**WHAT THE EXERCISE ASKS**
Each record that follows must be printed exactly as given.

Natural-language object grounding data
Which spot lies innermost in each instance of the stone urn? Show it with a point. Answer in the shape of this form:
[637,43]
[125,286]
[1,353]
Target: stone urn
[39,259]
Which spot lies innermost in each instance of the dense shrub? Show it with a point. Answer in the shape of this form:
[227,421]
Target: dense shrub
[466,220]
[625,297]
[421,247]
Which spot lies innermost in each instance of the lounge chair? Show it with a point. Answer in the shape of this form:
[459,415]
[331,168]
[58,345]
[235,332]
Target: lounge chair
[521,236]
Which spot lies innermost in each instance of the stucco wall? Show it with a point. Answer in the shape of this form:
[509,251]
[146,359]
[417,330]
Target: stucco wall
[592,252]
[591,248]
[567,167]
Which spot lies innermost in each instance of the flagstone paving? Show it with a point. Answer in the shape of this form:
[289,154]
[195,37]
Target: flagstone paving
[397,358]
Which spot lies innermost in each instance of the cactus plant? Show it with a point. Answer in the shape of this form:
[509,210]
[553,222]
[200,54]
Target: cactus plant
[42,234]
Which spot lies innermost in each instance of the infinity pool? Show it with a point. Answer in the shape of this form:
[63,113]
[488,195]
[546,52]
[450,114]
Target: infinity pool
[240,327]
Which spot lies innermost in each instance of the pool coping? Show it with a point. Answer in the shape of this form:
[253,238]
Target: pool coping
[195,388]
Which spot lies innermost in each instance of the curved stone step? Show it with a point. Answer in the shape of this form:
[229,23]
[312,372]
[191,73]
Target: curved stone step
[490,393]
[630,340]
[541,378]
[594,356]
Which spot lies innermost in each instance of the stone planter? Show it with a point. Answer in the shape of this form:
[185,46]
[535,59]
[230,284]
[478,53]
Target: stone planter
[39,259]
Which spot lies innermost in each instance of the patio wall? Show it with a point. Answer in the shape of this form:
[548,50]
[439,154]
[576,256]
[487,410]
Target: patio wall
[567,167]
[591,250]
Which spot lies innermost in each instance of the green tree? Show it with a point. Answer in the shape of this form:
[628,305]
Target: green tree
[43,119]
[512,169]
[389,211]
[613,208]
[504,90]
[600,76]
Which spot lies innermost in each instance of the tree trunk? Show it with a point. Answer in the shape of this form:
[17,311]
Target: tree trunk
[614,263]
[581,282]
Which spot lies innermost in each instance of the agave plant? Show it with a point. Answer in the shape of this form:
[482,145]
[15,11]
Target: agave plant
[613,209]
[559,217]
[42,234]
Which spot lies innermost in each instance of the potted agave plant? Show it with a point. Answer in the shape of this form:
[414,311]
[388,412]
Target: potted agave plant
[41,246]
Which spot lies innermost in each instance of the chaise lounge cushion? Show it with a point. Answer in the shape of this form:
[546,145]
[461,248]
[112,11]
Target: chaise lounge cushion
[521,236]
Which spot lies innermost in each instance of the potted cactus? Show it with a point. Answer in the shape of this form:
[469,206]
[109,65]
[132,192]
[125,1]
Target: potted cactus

**RESPONSE**
Which spot lies innermost in each instance of the stone urn? Show it with a point. Answer in the shape of this form:
[637,43]
[125,286]
[1,353]
Target: stone urn
[39,259]
Which spot lies innermost in each instance of the dense shrub? Show it with a point. Answer in the shape of this form:
[227,421]
Target: dense shrub
[466,220]
[625,297]
[421,247]
Which spot lies innermost in each instance of the lounge chair? Show it with a point. Answer in the shape of this form:
[459,415]
[331,168]
[58,345]
[235,332]
Target: lounge chair
[521,236]
Which spot lies innermost in each instance of the stucco wall? Show it with a point. Answer in the shape of this form:
[509,251]
[146,359]
[417,330]
Target: stucco wall
[592,252]
[591,248]
[567,167]
Which spot lies innermost in each instance of the flagstone paving? Show it with a point. Answer in the shape of this form:
[289,154]
[195,37]
Target: flagstone paving
[397,358]
Which spot lies innermost in each instance of the cactus plant? Show it with a point. Answer in the shape of this form:
[509,210]
[553,222]
[200,54]
Target: cactus plant
[42,234]
Which spot lies innermost in each instance of the infinity pool? Show it with a point. Answer in the shape of this form:
[63,113]
[488,195]
[546,52]
[450,114]
Target: infinity pool
[240,327]
Which spot lies innermost in each instance of the pool coping? Show it with a point. Answer in the shape of this form:
[253,238]
Target: pool coping
[195,388]
Which spot lies innermost in each instance of the curved stone step? Show it with a point. Answer in the shape of this form:
[229,23]
[312,372]
[191,73]
Target: curved stone step
[490,393]
[630,340]
[541,378]
[594,356]
Which spot lies innermost in each instance of the stone planter? Show it with a point. Answer in the shape of this form:
[185,46]
[535,59]
[230,284]
[478,53]
Target: stone planter
[39,259]
Which spot lies innermost in each instance of the patio wall? Show it with a point. Answer in the shape of this form:
[548,50]
[439,154]
[576,256]
[487,410]
Target: patio wall
[567,167]
[591,250]
Which spot lies innermost in each instance of the green tree? Show it with a point. Answer in the shape of this form:
[628,305]
Target: green tree
[43,119]
[512,169]
[389,211]
[613,208]
[504,90]
[600,76]
Which spot lies innermost in each instance of the tree trunk? Show it with a point. Answer in the shape of this form:
[17,311]
Target: tree trunk
[614,263]
[581,282]
Which spot lies innermost in each instance of the agave plant? Show it with a point. Answer in the shape of this form:
[482,145]
[15,11]
Target: agave plant
[613,209]
[559,217]
[42,234]
Which spot lies innermost in each instance of the potted agave plant? Show it with a point. Answer in the shape of this form:
[414,311]
[388,412]
Target: potted agave plant
[41,246]
Which spot lies innermost in each instance of the chaise lounge cushion? Show it with a point. Answer in the shape of this form:
[546,145]
[461,248]
[112,11]
Target: chaise lounge cushion
[521,236]
Which spot lies innermost in each instance of the potted cactus? Show it with a point. Answer in the shape of this form:
[469,206]
[109,65]
[132,192]
[125,1]
Target: potted cactus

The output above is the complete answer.